Saved data entries
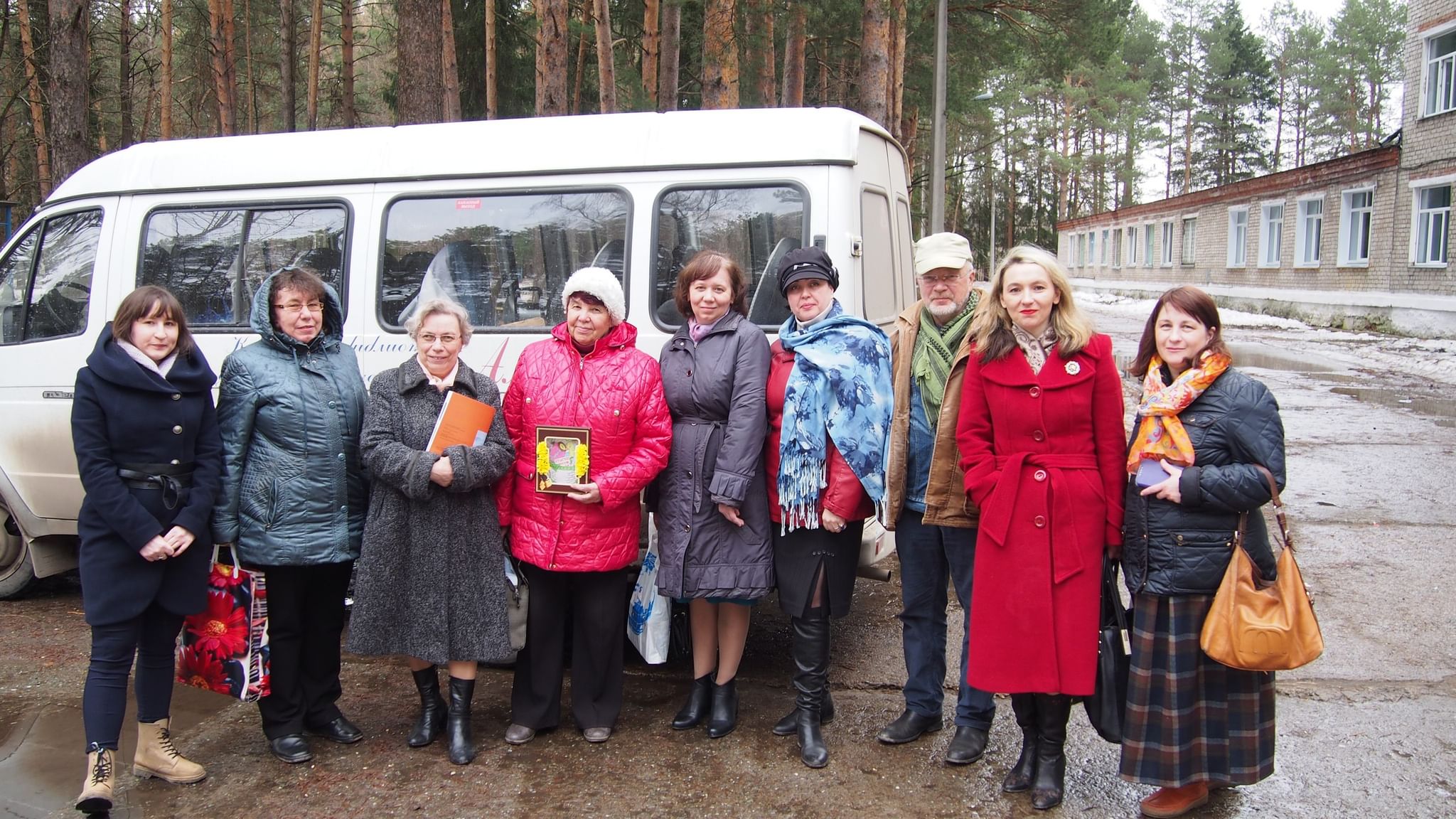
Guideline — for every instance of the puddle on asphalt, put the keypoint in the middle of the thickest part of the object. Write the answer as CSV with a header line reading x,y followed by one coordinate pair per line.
x,y
1442,410
43,754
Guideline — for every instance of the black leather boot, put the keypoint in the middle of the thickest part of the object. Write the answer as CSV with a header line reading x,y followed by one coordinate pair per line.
x,y
790,723
458,724
1018,777
810,681
725,710
1051,759
696,706
432,709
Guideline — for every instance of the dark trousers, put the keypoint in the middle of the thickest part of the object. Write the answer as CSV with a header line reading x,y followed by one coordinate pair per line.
x,y
305,630
929,556
150,637
597,606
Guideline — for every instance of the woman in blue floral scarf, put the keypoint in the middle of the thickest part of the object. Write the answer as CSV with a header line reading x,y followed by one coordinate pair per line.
x,y
829,419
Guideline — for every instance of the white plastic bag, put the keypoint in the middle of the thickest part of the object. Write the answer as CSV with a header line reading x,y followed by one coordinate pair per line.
x,y
650,614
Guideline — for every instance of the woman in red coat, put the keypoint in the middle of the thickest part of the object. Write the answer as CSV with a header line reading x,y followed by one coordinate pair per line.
x,y
1042,445
574,547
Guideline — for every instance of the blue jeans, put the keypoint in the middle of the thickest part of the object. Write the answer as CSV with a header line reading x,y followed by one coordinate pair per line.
x,y
928,557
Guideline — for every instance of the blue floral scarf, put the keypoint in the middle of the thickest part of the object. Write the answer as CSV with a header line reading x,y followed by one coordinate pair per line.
x,y
840,384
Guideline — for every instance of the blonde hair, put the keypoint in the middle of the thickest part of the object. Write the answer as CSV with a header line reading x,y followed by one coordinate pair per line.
x,y
990,326
441,306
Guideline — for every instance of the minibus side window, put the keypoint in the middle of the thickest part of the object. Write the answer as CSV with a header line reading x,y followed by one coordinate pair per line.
x,y
504,257
50,298
754,226
215,259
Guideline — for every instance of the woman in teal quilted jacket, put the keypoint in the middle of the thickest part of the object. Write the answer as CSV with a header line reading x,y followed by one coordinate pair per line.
x,y
293,502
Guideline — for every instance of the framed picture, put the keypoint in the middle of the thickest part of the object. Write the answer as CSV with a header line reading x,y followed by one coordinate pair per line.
x,y
561,458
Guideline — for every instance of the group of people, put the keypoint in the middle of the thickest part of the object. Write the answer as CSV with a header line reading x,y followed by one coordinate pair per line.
x,y
986,429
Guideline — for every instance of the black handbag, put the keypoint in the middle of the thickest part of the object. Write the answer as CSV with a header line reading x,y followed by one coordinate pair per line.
x,y
1107,707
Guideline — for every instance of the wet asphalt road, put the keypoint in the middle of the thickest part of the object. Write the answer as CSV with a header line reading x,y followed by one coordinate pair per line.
x,y
1368,730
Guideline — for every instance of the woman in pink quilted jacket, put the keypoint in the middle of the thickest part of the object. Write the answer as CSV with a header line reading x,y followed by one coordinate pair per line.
x,y
575,545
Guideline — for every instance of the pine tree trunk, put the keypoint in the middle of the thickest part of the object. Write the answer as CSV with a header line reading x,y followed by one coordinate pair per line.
x,y
669,60
551,57
289,65
794,55
347,59
69,90
651,37
33,77
449,66
419,92
874,62
315,55
719,54
606,62
493,94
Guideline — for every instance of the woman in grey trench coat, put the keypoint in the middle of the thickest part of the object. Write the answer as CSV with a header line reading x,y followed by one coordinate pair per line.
x,y
432,574
711,502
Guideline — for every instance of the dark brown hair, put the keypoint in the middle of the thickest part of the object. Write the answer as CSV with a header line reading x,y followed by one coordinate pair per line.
x,y
1187,299
146,302
705,264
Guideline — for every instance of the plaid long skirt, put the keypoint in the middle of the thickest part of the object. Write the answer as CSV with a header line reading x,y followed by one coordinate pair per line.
x,y
1189,717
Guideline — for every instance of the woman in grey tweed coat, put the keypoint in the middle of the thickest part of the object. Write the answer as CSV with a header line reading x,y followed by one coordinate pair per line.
x,y
430,580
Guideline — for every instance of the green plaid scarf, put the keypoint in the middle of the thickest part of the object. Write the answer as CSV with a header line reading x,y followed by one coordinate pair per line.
x,y
935,352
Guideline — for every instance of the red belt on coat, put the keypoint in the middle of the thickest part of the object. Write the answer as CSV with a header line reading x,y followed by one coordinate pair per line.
x,y
1066,556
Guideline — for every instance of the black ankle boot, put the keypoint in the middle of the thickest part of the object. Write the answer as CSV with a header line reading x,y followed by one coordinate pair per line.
x,y
458,724
790,723
696,706
810,681
725,710
1018,777
432,709
1051,759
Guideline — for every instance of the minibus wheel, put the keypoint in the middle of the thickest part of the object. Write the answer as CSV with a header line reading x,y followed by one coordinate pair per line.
x,y
15,560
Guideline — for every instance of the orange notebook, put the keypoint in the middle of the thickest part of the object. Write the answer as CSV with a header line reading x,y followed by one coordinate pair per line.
x,y
464,422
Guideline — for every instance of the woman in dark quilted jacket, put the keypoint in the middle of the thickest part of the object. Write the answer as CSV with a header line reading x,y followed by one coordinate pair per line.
x,y
1203,432
574,545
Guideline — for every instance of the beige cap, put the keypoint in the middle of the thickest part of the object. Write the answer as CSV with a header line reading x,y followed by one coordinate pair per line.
x,y
941,250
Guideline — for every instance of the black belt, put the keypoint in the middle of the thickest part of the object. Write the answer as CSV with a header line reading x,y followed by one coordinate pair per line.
x,y
171,478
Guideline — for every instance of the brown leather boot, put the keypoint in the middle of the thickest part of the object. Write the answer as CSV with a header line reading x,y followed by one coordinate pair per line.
x,y
1165,803
156,755
101,781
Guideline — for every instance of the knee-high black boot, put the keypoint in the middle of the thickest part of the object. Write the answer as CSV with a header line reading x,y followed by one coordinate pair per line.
x,y
1018,777
458,724
1051,759
810,681
432,709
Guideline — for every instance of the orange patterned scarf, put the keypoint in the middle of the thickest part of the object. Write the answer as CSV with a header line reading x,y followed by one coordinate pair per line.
x,y
1160,433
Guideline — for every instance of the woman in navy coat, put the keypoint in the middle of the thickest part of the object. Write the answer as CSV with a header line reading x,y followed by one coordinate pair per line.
x,y
150,459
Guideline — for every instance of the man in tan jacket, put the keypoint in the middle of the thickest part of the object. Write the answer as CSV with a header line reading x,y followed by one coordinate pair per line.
x,y
926,506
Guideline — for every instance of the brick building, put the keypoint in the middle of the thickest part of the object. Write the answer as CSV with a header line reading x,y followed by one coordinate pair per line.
x,y
1368,232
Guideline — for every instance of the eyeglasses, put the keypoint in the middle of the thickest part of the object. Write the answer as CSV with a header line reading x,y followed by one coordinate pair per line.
x,y
294,308
932,282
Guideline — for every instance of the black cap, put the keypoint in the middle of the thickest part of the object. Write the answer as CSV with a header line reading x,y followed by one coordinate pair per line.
x,y
807,262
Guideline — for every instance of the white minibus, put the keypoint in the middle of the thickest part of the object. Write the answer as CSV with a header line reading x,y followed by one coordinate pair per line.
x,y
496,213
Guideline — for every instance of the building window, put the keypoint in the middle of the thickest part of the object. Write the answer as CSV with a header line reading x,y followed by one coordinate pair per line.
x,y
1433,222
1308,233
1238,237
1354,228
1271,235
1440,73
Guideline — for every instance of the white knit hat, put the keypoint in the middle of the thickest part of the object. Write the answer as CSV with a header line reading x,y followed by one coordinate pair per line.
x,y
603,284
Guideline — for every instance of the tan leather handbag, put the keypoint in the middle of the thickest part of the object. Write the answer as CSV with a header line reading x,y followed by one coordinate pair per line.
x,y
1270,628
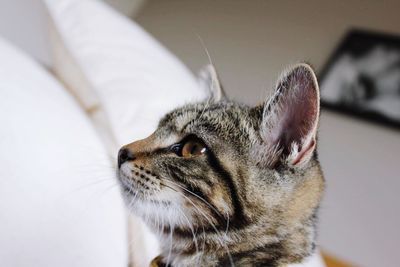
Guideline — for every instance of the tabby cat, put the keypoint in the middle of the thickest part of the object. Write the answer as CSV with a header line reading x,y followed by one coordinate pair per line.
x,y
225,184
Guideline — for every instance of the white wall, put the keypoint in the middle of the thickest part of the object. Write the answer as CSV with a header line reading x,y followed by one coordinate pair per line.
x,y
250,42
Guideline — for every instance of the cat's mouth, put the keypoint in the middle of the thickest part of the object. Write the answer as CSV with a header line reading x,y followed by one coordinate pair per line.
x,y
142,185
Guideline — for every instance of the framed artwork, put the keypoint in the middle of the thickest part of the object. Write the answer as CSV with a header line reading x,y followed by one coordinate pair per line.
x,y
362,77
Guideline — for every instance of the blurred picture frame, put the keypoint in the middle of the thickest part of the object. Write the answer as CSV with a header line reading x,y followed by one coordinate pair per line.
x,y
362,77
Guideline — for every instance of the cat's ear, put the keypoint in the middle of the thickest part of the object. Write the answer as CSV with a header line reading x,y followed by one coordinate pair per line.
x,y
209,81
290,118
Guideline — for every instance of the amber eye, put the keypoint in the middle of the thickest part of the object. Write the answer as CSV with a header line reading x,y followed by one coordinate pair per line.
x,y
193,148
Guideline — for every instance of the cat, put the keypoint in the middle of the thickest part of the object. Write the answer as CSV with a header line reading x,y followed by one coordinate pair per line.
x,y
225,184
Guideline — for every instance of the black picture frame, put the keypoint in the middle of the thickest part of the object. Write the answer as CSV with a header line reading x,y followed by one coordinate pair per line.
x,y
357,93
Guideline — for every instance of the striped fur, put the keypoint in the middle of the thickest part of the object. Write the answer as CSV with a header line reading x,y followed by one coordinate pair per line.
x,y
251,199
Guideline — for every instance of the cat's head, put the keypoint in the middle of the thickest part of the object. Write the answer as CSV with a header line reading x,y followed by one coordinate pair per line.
x,y
219,164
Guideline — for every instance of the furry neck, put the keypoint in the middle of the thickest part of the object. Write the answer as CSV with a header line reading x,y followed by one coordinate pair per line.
x,y
293,249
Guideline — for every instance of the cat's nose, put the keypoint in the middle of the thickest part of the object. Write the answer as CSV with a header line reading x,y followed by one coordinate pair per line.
x,y
124,155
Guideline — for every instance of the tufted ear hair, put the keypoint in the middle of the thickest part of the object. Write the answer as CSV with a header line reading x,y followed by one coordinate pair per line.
x,y
290,118
209,81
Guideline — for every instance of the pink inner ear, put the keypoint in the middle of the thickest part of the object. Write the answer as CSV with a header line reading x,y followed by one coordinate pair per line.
x,y
304,151
296,109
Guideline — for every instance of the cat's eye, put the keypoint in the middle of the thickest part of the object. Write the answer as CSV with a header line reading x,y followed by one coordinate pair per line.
x,y
193,148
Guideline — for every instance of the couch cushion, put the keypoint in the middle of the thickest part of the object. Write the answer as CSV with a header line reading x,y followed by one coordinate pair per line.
x,y
59,203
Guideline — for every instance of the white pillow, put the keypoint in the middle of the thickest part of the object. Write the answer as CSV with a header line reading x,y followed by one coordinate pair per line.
x,y
122,76
57,206
110,61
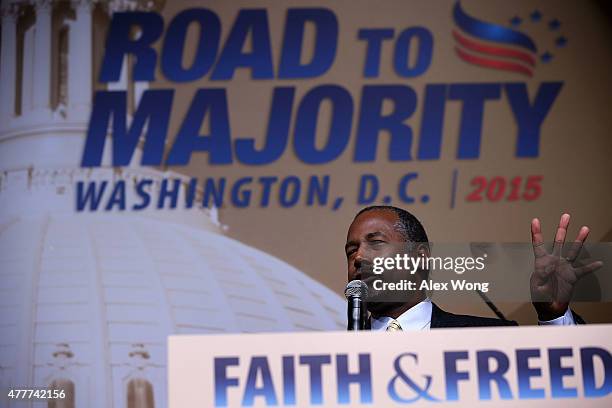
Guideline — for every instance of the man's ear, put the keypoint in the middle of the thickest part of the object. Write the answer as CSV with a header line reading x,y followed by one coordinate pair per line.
x,y
423,250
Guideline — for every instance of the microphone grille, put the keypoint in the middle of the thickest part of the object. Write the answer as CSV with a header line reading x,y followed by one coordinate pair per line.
x,y
356,288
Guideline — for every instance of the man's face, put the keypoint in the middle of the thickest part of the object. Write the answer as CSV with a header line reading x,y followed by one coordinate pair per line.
x,y
372,234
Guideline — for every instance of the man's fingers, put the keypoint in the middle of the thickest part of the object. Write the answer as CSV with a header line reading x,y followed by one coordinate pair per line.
x,y
560,235
536,238
584,270
574,251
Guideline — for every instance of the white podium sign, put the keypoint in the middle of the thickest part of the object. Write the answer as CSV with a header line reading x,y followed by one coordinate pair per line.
x,y
526,366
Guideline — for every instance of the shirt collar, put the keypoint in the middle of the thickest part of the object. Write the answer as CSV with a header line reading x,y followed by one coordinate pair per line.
x,y
418,317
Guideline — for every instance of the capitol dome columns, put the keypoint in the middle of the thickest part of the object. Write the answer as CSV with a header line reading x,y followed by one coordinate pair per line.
x,y
80,70
42,56
8,58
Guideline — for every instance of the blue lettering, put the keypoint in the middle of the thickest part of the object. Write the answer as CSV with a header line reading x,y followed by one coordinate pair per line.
x,y
486,376
259,365
217,143
241,198
587,355
453,375
368,189
154,108
222,381
117,197
525,373
165,192
291,183
430,142
529,118
324,49
120,42
318,189
92,196
371,121
315,364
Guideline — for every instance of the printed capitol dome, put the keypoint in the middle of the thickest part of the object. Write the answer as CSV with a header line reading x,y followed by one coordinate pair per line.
x,y
87,300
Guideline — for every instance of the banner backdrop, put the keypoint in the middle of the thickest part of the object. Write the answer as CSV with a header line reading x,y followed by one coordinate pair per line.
x,y
192,167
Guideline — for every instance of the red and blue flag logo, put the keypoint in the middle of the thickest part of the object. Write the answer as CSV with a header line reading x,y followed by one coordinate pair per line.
x,y
495,46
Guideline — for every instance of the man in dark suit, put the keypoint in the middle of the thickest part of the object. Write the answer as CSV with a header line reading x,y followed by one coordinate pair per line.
x,y
385,232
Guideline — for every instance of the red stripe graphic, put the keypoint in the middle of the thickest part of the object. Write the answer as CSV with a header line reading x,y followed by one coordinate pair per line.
x,y
496,64
493,50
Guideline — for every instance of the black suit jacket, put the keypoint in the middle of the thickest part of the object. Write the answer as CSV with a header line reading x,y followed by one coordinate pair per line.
x,y
441,318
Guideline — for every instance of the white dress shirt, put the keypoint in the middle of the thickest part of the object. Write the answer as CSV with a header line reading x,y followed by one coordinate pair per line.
x,y
418,317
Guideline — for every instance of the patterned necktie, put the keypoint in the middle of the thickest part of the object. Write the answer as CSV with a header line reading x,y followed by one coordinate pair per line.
x,y
394,326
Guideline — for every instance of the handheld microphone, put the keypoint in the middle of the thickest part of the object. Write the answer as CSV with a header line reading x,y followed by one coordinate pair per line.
x,y
356,293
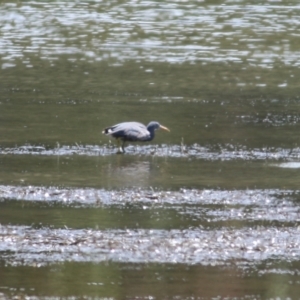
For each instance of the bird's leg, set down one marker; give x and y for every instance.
(123, 146)
(119, 147)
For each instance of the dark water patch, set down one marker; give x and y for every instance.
(21, 245)
(215, 152)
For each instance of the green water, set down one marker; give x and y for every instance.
(222, 75)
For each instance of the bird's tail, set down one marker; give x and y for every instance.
(107, 130)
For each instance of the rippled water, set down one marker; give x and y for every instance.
(207, 211)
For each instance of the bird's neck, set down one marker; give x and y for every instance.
(152, 133)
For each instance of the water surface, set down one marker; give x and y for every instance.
(209, 210)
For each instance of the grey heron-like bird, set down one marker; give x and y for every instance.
(133, 132)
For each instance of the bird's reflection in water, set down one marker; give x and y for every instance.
(130, 174)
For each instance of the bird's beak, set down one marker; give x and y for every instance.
(164, 128)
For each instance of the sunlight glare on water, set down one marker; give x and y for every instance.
(209, 210)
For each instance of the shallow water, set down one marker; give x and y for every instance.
(209, 210)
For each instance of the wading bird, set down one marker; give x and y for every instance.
(133, 132)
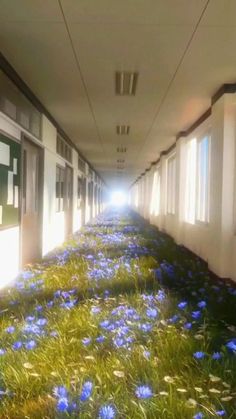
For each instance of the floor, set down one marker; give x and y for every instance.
(118, 323)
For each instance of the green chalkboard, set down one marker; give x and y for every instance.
(10, 176)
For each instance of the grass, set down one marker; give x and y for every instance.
(104, 308)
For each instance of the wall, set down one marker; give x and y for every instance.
(214, 241)
(53, 223)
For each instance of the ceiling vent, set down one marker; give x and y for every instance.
(126, 83)
(121, 149)
(122, 129)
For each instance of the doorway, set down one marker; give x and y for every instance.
(31, 208)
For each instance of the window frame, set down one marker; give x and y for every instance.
(172, 183)
(60, 189)
(200, 138)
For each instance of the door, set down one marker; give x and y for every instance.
(31, 220)
(68, 200)
(90, 199)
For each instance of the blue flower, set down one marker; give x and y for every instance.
(182, 305)
(143, 392)
(62, 404)
(41, 322)
(17, 345)
(198, 416)
(152, 313)
(86, 391)
(30, 345)
(160, 295)
(30, 318)
(107, 411)
(95, 310)
(174, 319)
(220, 412)
(216, 356)
(199, 355)
(60, 392)
(86, 341)
(145, 327)
(100, 339)
(231, 345)
(202, 304)
(104, 324)
(146, 354)
(188, 325)
(196, 314)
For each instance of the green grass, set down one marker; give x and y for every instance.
(181, 385)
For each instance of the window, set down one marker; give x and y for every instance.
(79, 192)
(155, 199)
(81, 165)
(190, 185)
(60, 179)
(17, 107)
(171, 176)
(63, 149)
(203, 180)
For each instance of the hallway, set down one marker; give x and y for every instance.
(119, 322)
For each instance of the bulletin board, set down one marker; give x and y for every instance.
(10, 176)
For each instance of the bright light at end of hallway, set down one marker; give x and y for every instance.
(118, 198)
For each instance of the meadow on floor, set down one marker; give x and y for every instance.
(119, 322)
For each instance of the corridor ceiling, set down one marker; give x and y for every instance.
(68, 52)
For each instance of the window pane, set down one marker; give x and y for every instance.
(190, 184)
(171, 176)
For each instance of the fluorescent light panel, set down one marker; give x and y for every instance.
(121, 149)
(122, 129)
(126, 83)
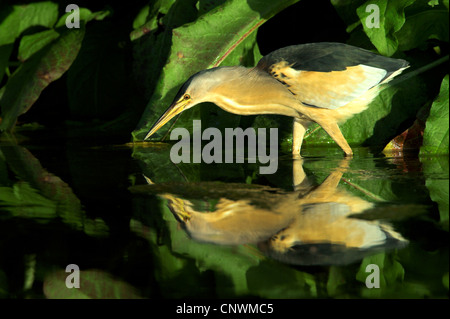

# The task
Extract every line in the records above that contains the string "shirt", treating uppercase and lowercase as different.

# Output
Guideline — for every instance of the shirt collar, put the keypoint in the middle of the thickest part of the object. Write the answer as CSV with a header line reading x,y followed by one coordinate pair per line.
Guideline — for every instance of the white dress shirt, put the keypoint in the middle of the thickest part of the object. Write the answer as CSV with a header line reading x,y followed by one coordinate pair per line.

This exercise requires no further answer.